DATASET -
▬▬▬▬▬▬▬▬▬▬

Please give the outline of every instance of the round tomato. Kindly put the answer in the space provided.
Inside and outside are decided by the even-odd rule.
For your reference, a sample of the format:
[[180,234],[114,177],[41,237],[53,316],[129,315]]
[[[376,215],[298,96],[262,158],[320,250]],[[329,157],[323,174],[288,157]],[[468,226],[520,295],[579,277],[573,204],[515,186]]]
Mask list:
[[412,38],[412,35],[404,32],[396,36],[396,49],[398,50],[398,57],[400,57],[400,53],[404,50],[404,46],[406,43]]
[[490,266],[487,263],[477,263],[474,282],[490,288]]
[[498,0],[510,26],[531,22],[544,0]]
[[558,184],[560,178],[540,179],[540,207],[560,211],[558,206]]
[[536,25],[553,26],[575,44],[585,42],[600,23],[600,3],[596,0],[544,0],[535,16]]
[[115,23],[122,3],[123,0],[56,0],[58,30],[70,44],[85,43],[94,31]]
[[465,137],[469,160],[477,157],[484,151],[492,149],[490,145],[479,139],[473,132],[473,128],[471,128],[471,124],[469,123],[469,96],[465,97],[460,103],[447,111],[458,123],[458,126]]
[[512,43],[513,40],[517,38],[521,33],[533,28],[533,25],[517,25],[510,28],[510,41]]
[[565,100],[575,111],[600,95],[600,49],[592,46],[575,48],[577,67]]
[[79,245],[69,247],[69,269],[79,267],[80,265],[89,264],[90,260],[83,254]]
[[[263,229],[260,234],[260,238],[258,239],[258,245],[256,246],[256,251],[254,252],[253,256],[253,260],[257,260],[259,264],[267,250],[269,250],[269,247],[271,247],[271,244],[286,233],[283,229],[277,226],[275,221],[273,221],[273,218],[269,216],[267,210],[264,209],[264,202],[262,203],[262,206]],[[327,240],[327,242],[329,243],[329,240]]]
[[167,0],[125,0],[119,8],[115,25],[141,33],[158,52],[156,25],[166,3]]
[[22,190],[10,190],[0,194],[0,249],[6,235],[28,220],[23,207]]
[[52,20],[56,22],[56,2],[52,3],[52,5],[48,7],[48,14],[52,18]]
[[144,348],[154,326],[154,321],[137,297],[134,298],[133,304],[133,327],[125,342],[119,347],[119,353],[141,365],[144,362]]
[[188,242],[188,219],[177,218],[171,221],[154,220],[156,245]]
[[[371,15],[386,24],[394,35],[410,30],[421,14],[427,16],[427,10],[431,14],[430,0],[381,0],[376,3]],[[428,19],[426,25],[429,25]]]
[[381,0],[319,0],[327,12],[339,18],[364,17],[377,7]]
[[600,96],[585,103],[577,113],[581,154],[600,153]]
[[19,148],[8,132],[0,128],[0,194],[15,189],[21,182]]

▬▬▬▬▬▬▬▬▬▬

All lines from the opening of the material through the line that contains "[[180,234],[114,177],[41,237],[53,316],[129,315]]" are to be printed exactly, with no others.

Please give the outline of every instance of the round tomato. Kindly put the answer in the space provided.
Inside and outside are decided by the even-odd rule.
For your reference, a sample of the format:
[[180,234],[114,177],[41,237],[53,316],[129,315]]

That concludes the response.